*ASSIGNMENT*
All of the data below needs to be set down again, exactly as shown.

[Dataset excerpts]
*** Begin section ***
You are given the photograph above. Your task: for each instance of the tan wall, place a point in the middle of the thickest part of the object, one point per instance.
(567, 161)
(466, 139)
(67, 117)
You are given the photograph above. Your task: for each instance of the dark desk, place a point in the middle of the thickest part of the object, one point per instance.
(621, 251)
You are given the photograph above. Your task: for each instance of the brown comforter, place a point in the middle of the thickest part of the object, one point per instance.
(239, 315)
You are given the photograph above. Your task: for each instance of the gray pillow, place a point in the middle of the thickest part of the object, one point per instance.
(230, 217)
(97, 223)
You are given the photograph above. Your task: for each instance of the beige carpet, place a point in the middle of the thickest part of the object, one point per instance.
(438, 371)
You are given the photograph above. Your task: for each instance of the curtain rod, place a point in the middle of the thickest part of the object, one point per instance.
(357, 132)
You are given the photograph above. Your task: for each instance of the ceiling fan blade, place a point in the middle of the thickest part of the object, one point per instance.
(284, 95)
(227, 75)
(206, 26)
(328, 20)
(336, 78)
*** End section ***
*FINISHED TASK*
You are given the photograph above. Your task: for each instance of the tan wall, place a point in the middle of the thickest part of the object, one point per instance.
(567, 161)
(466, 139)
(67, 117)
You are given the photograph above. Your task: for each instance of the dark desk, place a point in the middle of the thickest part of the object, one point per instance.
(621, 251)
You are given the photograph above. Your task: for each instance of the brown comforter, place a point in the middle of the thickest part of the object, one point per instance.
(239, 315)
You are given the photograph above. Your task: for each instance of the gray pillow, place a point in the middle of the thickest part of the object, one point per instance.
(230, 217)
(97, 223)
You are given the photograph above. Your task: for each instance of the beige carpet, place a point in the middle of the thickest part of the object, one point per instance.
(438, 371)
You are given the photograph above. Your task: for each instance of the curtain rod, place a point in the middle of the thickest part of the object, one point per instance.
(357, 132)
You are given the photograph above. Your task: for each instance of the ceiling fan blade, place a point in the middle of the thickest part of the object, one point per instance.
(284, 95)
(227, 75)
(206, 26)
(328, 20)
(336, 78)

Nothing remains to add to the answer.